SOURCE TEXT =>
How is access to land allocated among individuals and groups? Are there mechanisms to ensure equal access or equal opportunities to access? The former approach would be a more socialistic approach of guaranteeing access to some land for everyone, but at the possible expense of economies of scale. Over time, such a guarantee could lead to smaller and smaller parcels of land as population grows and new people demand access to land. The latter approach could be seen as a more capitalistic approach that would ensure access to land for those who have the resources to use the land, but could be at the expense of those with fewer or no resources. Over time, this could lead to sizable landless populations that would be problematic if no alternative forms of employment existed.

(iv). Regulation of Land: Although regulations are warranted where there are clear externalities, failure to base zoning and regulation concerning land use on assessment of the capacity needed to implement them, the cost of doing so, and the way costs and benefits are distributed, has often given rise to over-regulation which could subsequently degenerate into a source of rent-seeking. Non-transparent, corrupt, or simply inefficient land administration undermines the operation of the regulatory system and public confidence.

RECORDS SUPPLIED =>

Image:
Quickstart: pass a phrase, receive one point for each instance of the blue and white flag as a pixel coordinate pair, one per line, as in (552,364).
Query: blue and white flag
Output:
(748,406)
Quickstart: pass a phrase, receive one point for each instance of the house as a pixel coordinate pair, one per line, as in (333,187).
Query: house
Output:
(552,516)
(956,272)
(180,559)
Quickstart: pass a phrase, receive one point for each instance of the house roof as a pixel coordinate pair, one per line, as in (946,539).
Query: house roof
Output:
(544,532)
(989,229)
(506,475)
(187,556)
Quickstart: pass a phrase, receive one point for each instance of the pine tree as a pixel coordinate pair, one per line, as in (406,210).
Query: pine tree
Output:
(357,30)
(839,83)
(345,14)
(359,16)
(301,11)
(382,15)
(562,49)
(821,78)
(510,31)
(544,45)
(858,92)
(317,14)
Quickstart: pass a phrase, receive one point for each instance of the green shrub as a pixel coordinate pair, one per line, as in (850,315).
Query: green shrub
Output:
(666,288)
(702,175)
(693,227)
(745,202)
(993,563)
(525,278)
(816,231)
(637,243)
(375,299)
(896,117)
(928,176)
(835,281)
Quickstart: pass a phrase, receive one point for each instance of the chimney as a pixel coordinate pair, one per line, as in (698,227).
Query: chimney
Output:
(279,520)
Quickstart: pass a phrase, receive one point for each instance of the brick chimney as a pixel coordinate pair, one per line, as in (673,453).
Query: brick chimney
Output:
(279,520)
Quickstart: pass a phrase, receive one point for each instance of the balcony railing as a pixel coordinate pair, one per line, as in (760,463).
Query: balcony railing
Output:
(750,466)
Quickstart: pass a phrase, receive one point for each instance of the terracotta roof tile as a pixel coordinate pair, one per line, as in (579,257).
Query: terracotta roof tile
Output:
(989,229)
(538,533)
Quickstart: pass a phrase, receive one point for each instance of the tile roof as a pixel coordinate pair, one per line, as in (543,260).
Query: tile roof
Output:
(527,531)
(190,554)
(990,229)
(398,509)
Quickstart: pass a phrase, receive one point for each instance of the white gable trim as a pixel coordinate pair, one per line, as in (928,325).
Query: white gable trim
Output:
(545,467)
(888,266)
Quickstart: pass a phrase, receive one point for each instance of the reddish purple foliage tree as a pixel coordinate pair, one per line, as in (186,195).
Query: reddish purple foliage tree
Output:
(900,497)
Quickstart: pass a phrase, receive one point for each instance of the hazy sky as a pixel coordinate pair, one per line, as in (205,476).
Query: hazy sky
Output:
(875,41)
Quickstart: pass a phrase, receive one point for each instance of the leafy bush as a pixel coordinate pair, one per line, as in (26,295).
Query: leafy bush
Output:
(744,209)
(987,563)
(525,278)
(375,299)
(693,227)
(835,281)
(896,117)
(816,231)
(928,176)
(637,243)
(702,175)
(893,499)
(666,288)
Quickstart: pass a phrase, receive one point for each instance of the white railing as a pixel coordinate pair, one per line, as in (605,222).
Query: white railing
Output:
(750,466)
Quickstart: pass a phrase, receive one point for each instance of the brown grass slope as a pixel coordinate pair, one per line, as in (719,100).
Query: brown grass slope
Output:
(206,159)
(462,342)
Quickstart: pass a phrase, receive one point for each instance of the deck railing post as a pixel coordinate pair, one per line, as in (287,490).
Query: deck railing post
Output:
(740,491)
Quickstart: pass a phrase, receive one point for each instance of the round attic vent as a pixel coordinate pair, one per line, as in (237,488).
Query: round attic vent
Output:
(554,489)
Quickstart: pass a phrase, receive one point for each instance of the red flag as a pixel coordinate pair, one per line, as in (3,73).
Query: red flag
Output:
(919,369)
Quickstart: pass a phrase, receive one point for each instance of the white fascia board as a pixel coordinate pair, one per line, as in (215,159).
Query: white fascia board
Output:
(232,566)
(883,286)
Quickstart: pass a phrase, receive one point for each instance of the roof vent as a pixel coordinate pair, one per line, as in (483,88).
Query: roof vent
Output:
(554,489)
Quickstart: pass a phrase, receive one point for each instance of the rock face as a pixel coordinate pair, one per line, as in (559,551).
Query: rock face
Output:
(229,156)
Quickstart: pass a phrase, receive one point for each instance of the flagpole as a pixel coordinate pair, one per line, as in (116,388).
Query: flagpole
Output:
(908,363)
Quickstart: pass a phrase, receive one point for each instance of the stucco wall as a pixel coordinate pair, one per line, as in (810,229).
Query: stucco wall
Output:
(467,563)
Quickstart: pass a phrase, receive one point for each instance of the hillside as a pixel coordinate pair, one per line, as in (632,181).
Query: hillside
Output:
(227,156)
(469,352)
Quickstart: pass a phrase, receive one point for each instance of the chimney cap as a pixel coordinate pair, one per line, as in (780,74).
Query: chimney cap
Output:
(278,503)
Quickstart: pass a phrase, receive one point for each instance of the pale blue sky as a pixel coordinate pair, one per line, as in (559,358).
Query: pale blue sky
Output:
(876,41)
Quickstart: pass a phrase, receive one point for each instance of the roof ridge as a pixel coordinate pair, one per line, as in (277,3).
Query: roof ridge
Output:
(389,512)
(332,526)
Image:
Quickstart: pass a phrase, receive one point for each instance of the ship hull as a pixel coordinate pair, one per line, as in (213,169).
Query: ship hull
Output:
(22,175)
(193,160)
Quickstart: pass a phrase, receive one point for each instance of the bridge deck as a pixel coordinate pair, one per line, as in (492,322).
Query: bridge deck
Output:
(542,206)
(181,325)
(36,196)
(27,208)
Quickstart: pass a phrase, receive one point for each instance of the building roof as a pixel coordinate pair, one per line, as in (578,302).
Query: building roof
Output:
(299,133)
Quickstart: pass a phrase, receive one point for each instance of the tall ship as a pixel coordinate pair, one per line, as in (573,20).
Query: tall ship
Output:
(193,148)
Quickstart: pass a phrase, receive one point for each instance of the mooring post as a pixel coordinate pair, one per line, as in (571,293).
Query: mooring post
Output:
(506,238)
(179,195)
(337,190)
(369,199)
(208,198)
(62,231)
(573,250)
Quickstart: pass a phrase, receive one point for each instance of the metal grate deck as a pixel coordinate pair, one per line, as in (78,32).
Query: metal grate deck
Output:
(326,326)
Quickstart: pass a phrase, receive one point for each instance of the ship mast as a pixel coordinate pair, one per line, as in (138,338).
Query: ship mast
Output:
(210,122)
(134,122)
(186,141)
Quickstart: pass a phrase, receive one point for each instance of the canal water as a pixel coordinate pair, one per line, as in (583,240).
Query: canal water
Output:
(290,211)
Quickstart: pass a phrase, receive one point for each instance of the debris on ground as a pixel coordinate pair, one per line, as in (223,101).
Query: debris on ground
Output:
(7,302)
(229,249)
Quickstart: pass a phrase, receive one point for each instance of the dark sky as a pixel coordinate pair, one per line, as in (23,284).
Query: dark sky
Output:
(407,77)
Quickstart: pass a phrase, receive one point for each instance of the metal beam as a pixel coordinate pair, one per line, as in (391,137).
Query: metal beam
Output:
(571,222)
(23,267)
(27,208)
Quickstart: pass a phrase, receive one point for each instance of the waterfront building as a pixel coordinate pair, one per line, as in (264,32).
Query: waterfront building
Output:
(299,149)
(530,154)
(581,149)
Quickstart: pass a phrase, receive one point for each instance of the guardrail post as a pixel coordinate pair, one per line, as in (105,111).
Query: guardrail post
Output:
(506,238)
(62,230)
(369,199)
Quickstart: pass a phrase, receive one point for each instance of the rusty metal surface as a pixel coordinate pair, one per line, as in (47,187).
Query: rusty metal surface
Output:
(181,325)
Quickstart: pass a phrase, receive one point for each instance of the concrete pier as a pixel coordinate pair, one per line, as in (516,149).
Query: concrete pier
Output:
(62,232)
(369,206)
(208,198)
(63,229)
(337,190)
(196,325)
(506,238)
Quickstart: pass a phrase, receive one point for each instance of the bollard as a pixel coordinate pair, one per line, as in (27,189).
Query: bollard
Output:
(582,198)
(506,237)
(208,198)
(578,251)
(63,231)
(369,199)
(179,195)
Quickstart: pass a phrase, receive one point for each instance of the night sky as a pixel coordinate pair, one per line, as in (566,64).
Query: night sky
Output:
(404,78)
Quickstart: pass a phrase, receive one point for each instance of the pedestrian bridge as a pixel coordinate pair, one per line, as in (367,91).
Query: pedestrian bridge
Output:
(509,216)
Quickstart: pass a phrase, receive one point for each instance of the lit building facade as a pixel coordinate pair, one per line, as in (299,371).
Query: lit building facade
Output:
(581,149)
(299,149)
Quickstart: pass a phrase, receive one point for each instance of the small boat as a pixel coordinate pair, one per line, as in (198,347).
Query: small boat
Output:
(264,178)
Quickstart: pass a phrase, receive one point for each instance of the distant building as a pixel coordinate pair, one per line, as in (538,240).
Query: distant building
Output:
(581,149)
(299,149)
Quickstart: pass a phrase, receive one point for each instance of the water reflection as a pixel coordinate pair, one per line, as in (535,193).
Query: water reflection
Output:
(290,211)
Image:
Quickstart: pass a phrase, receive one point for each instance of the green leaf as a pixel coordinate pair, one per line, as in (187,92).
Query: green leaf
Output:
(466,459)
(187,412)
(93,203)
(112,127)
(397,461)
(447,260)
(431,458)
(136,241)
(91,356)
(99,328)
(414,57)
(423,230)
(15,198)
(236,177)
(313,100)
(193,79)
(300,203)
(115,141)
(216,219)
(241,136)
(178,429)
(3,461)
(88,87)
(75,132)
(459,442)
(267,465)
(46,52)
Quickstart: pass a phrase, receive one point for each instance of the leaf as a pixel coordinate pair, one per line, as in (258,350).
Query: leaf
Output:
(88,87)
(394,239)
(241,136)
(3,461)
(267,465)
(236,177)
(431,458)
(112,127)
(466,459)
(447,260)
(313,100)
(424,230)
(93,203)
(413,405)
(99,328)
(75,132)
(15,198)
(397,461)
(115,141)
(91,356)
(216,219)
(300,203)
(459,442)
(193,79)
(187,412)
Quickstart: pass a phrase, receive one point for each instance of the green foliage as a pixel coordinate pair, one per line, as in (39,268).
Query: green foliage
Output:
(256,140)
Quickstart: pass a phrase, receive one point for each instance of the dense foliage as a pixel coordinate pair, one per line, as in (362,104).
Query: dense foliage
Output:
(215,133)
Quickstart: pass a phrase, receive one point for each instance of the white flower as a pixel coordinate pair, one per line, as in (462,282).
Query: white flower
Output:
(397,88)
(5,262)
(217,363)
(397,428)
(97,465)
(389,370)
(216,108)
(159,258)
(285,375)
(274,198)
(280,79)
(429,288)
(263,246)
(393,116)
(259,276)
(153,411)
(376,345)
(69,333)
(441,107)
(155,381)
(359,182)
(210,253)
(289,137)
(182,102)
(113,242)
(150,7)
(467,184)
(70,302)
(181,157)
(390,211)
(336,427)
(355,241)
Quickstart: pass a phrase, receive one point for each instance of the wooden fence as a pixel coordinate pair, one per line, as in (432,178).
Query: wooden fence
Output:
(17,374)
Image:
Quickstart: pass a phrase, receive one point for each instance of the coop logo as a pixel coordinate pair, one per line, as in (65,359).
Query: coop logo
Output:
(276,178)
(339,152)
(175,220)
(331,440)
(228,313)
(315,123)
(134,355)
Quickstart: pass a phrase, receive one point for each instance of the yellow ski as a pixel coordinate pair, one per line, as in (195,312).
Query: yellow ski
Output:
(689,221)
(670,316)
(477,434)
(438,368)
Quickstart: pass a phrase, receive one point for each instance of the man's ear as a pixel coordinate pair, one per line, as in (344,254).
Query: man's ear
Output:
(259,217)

REQUEST => According to the text on land access and regulation, what could guaranteeing everyone access to some land lead to over time as the population grows?

FULL OUTPUT => Smaller and smaller parcels of land.